- _Consigne_
Restituez à l'identique le passage qui va du début du matériel jusqu'à la ligne contenant « x=191 y=166 », ces deux bornes comprises. N'incluez pas les images dans votre réponse.

- _Matériel fourni_
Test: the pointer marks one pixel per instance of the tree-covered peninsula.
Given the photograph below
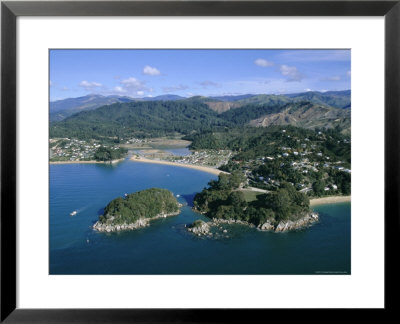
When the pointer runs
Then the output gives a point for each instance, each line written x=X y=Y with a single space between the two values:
x=280 y=210
x=137 y=209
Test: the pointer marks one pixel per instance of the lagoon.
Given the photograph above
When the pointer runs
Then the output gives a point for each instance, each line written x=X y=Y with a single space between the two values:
x=166 y=247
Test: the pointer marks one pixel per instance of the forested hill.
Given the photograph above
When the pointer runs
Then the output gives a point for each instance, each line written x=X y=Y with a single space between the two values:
x=140 y=119
x=200 y=114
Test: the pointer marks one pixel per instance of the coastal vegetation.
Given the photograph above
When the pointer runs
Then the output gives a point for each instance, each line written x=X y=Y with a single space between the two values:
x=224 y=200
x=109 y=154
x=316 y=162
x=136 y=209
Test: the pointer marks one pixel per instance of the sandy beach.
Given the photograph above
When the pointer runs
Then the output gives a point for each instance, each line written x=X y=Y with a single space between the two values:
x=85 y=162
x=329 y=200
x=191 y=166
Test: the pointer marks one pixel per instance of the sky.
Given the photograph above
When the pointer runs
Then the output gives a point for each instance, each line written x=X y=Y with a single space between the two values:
x=150 y=73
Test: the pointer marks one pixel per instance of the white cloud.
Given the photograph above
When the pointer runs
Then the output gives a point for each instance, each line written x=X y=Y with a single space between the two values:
x=207 y=83
x=119 y=89
x=332 y=78
x=291 y=73
x=148 y=70
x=263 y=63
x=90 y=85
x=179 y=87
x=133 y=85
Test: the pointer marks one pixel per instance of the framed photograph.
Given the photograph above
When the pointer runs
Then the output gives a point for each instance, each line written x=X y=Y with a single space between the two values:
x=243 y=155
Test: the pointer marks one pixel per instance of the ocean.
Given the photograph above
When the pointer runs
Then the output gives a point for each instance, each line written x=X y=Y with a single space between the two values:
x=166 y=247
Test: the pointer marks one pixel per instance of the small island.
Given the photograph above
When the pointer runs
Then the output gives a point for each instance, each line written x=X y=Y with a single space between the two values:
x=224 y=201
x=137 y=210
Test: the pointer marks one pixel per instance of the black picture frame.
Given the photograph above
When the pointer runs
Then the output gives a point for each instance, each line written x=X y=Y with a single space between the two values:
x=10 y=10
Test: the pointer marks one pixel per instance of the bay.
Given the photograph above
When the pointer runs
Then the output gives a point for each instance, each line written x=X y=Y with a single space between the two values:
x=166 y=247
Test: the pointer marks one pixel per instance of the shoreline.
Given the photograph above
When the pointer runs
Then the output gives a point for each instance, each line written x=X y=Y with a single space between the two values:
x=329 y=200
x=190 y=166
x=87 y=162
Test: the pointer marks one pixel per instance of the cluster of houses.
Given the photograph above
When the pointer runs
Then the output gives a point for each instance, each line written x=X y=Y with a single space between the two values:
x=66 y=149
x=214 y=158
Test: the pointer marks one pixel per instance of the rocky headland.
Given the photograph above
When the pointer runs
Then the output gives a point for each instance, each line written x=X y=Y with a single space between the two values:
x=201 y=228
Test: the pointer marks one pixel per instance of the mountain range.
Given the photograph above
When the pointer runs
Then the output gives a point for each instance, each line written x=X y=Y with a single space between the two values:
x=113 y=116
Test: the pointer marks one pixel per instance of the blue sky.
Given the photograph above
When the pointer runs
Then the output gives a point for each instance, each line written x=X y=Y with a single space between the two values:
x=149 y=73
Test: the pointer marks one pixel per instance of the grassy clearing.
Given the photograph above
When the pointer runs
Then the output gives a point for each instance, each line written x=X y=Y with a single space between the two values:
x=251 y=195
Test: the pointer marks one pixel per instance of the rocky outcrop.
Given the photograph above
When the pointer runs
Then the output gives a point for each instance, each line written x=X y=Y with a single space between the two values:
x=289 y=225
x=141 y=222
x=200 y=228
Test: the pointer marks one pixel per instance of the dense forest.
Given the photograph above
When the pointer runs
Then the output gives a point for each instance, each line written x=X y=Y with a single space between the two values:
x=140 y=120
x=109 y=154
x=147 y=203
x=144 y=119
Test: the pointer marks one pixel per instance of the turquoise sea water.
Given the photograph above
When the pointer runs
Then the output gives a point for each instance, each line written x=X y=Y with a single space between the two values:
x=166 y=247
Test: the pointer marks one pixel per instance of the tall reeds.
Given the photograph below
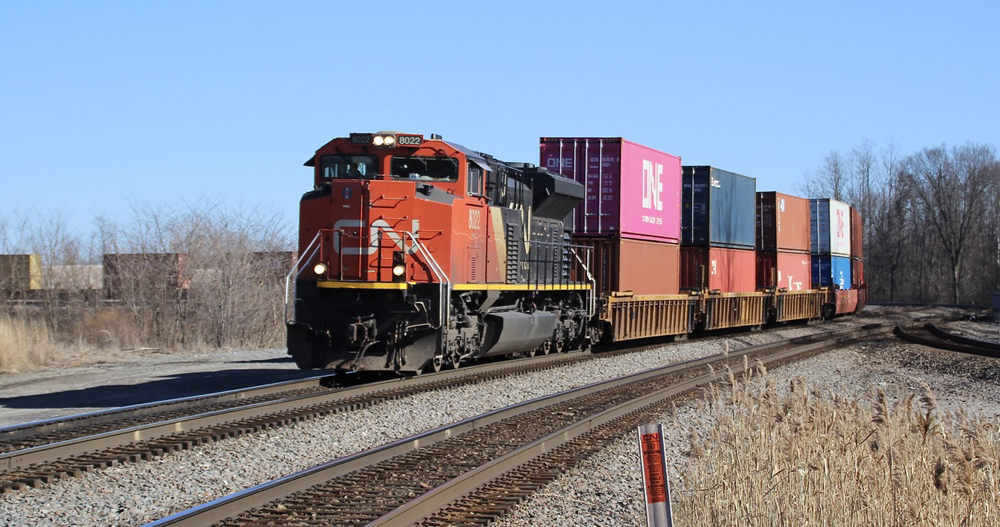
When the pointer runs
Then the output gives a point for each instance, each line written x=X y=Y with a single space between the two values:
x=803 y=456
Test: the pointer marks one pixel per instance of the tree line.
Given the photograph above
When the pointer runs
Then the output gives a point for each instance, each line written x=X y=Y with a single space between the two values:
x=931 y=218
x=207 y=274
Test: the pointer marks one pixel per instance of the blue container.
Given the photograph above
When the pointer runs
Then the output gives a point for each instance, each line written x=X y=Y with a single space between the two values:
x=830 y=227
x=719 y=208
x=831 y=271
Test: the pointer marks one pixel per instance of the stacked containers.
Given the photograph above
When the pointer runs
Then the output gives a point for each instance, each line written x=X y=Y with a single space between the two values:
x=857 y=259
x=631 y=214
x=783 y=242
x=829 y=222
x=717 y=230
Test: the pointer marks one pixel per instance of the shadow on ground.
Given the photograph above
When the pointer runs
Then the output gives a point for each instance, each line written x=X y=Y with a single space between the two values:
x=180 y=385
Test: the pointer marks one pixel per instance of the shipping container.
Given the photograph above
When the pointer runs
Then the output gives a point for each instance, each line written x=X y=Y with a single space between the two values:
x=784 y=270
x=640 y=266
x=718 y=208
x=131 y=275
x=847 y=301
x=831 y=271
x=857 y=234
x=857 y=272
x=633 y=191
x=782 y=223
x=830 y=229
x=74 y=277
x=717 y=269
x=20 y=272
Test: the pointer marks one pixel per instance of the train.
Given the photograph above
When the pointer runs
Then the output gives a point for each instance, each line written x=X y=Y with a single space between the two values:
x=419 y=254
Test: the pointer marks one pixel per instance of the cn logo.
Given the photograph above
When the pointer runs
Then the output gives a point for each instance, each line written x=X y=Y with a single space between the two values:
x=652 y=187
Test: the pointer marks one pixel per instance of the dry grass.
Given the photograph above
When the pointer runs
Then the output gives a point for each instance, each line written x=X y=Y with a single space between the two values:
x=24 y=343
x=806 y=457
x=27 y=342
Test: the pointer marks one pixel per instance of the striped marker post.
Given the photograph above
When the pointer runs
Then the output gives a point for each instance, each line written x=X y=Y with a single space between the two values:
x=655 y=485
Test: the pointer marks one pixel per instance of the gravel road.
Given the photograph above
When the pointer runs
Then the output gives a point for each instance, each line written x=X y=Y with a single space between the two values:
x=598 y=493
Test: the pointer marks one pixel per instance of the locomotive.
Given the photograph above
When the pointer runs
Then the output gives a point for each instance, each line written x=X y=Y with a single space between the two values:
x=418 y=254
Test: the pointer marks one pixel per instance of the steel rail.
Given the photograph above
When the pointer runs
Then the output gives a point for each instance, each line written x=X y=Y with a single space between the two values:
x=911 y=335
x=24 y=458
x=940 y=333
x=226 y=507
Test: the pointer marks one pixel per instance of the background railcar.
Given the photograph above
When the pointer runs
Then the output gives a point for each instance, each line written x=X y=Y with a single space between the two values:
x=419 y=253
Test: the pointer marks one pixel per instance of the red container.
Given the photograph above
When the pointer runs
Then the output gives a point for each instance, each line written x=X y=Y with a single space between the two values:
x=784 y=270
x=718 y=269
x=782 y=222
x=640 y=266
x=633 y=191
x=857 y=242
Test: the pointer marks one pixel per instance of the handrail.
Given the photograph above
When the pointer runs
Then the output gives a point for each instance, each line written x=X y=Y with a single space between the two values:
x=297 y=270
x=445 y=301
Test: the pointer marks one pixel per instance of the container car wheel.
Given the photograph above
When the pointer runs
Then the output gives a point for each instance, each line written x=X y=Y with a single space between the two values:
x=434 y=365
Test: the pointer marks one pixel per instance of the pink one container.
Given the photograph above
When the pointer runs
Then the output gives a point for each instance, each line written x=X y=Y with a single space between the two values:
x=633 y=191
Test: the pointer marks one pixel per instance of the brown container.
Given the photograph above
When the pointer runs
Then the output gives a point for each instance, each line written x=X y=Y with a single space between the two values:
x=638 y=266
x=857 y=241
x=847 y=301
x=143 y=274
x=20 y=272
x=857 y=273
x=718 y=269
x=784 y=270
x=782 y=222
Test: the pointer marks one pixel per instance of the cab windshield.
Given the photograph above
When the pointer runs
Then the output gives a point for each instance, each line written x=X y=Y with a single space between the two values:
x=424 y=168
x=348 y=167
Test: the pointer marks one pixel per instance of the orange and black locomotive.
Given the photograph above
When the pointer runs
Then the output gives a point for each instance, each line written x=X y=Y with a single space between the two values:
x=418 y=254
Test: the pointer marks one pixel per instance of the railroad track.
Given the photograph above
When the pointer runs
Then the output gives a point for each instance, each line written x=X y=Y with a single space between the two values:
x=36 y=454
x=933 y=336
x=472 y=471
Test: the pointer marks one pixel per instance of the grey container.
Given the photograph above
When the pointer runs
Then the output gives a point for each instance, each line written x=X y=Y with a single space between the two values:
x=996 y=306
x=719 y=208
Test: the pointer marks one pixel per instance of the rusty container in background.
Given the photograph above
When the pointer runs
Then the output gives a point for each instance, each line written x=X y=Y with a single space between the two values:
x=144 y=274
x=782 y=222
x=20 y=272
x=790 y=271
x=718 y=269
x=641 y=267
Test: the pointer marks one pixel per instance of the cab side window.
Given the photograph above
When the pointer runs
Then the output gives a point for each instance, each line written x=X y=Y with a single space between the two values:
x=475 y=180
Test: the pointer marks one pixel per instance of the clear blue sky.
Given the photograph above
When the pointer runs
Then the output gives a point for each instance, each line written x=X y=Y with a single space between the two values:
x=108 y=103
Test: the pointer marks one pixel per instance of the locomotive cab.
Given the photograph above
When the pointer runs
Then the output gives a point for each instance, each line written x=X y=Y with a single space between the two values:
x=421 y=253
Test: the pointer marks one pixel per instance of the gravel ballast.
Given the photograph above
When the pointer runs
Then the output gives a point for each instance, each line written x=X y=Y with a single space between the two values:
x=138 y=493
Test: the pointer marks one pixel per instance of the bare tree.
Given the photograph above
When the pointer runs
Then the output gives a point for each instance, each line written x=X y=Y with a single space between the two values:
x=953 y=187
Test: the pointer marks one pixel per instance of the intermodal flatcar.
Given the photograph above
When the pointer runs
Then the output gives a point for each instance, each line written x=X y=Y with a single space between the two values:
x=418 y=253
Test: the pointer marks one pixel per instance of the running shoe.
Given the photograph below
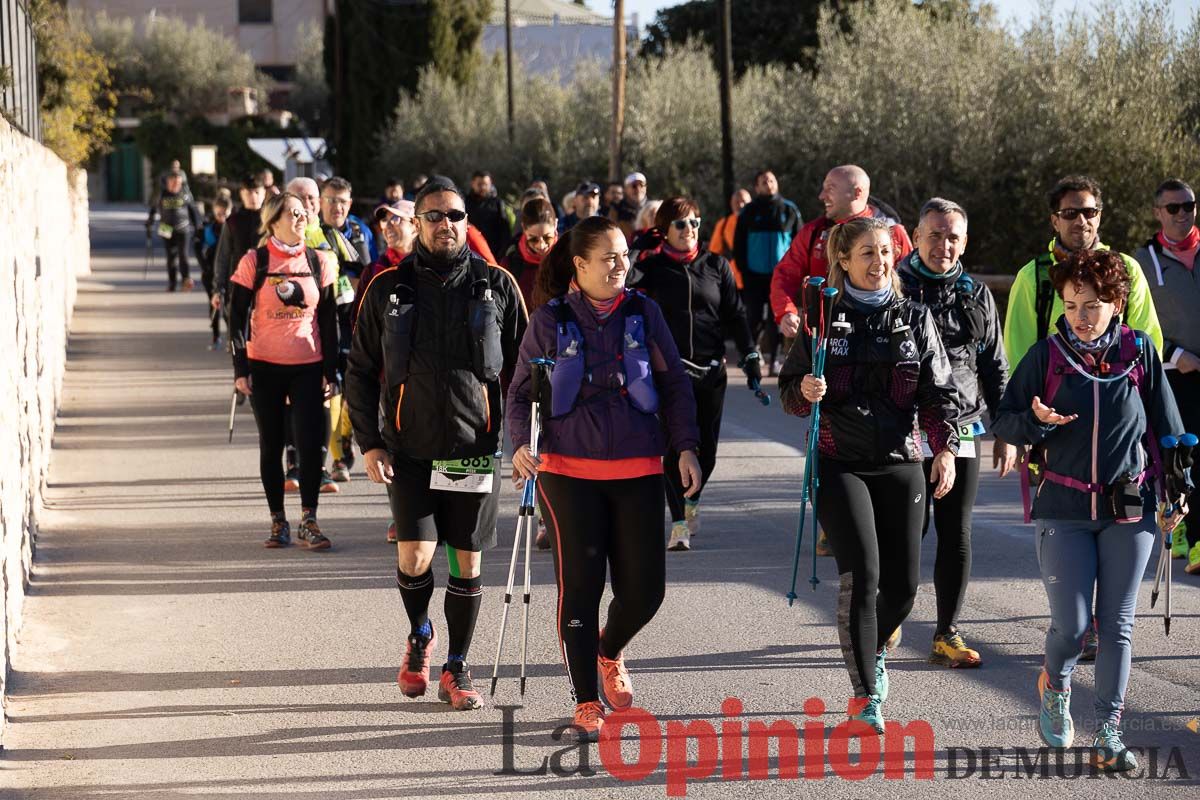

- _Corrigé_
Test: the pointer marks one pixel per instance of the tree-covered peninsula.
Given the photograph below
When the pointer runs
Then the output gives a point for each instance, each line written x=X y=Y with a single space between the two values:
x=280 y=210
x=137 y=209
Test: the pointer marks one pixel per instance of the lagoon.
Given the photograph above
When the pointer runs
Then the output gives a point for each instance, each line written x=X y=Y with a single space between the two values:
x=166 y=247
Test: the pointer marks one pixel per instance of the forested hill.
Given the photograph above
When the pointer runs
Then the output gives a point for each instance, each line written x=X y=Y with a single space between the two values:
x=140 y=119
x=200 y=114
Test: the pointer marks one pixel per instance of the coastal vegetation.
Given the photograph above
When the pointer runs
Then the output gives a point for each instance, each line written x=X y=Y with a single space between the two values:
x=224 y=200
x=109 y=154
x=316 y=162
x=136 y=209
Test: the pointer marks one pixel per instance of the sandy beach.
Given the photograph above
When the pointer runs
Then the output gives a point for each instance, each line written x=X y=Y with a single space between the two values:
x=85 y=162
x=329 y=200
x=191 y=166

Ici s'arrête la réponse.